**Exercise instructions**
Extend the reflection on reading Frauen, beginning right after its final sentence.

**Passage shown**
I had to take a lot of breaks reading
Frauen for my history exam.
Frauen is about women's experiences in Third Reich Germany. This American journalist went to Germany in the late eighties and interviewed dozens of women.
I'd expected it to be more interesting than my average class reading, but I hadn't expected it to be so affecting. These were ordinary women, some who were involved in the regime - one was a concentration camp guard, one a party member, one an anti-aircraft gunner - some who opposed it - a woman doctor who refused to report those with congenital illnesses, to keep them from being euthanized. They were just people, full of contradictions. It was the first time I've ever been able to say, "Yeah, I see how the people let it happen." The things these women went through - losing family, losing their homes in bombs, rape by the victorious Russian soldiers. The way they turned a blind eye. The way they justified what they'd been a party to.

Point-per-instance localization data:
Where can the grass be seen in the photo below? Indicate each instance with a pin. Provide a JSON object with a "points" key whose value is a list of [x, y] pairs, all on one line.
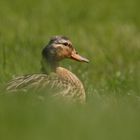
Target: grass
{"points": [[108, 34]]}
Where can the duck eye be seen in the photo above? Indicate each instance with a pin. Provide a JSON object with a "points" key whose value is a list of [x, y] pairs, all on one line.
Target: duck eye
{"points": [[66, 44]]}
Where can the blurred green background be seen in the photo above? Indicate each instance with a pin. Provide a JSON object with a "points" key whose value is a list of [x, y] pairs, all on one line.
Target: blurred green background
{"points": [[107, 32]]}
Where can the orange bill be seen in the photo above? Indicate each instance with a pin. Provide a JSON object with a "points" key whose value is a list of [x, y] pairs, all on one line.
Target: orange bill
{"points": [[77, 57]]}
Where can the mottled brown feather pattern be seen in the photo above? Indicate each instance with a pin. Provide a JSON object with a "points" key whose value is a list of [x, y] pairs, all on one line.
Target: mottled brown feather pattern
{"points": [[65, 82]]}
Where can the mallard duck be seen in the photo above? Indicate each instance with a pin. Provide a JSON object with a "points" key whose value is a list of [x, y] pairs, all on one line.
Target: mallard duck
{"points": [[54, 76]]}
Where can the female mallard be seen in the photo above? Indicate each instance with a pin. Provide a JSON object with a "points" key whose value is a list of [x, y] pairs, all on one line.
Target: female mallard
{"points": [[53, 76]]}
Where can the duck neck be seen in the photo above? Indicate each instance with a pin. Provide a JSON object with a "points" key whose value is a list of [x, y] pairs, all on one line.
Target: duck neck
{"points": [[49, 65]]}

---

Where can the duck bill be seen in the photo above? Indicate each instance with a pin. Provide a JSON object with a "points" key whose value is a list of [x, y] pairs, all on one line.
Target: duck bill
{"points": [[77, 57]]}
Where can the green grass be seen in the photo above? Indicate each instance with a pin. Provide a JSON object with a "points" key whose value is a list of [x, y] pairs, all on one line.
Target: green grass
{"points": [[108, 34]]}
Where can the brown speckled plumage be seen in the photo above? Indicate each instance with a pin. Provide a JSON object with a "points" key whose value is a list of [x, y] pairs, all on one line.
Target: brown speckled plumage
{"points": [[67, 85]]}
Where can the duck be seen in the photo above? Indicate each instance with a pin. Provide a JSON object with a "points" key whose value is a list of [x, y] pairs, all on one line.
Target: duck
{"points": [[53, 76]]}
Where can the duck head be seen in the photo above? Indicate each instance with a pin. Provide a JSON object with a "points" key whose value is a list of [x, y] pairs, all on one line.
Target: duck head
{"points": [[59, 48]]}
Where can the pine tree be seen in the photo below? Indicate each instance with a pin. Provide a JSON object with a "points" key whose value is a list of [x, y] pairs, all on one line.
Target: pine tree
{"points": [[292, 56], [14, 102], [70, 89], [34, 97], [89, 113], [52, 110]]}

--

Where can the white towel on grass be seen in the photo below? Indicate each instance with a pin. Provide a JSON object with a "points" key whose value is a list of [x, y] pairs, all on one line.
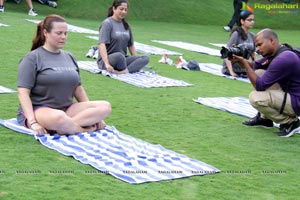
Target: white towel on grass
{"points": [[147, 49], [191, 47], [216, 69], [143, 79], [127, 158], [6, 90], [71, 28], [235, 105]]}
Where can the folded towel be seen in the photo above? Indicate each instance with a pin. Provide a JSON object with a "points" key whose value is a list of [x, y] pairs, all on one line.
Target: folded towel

**Response to the exercise**
How everyone just let it happen. Whether they could have stopped it even if they'd known what would happen. Whether it could happen here.
Anyway, I'd be reading Frau Doktor Blersch tell the story of how she had her fifth child after her husband (an army doctor) had died of typhoid at the front because he hadn't had enough vaccine for everyone, so he skipped innoculating himself, and then the Nazis sent her a Mother's Cross (a medal that women got after having a lot of children). She sent it back, which was pretty ballsy at that point. I'd put the book down for a minute, take a deep breath.
I kept thinking, would I have been strong enough.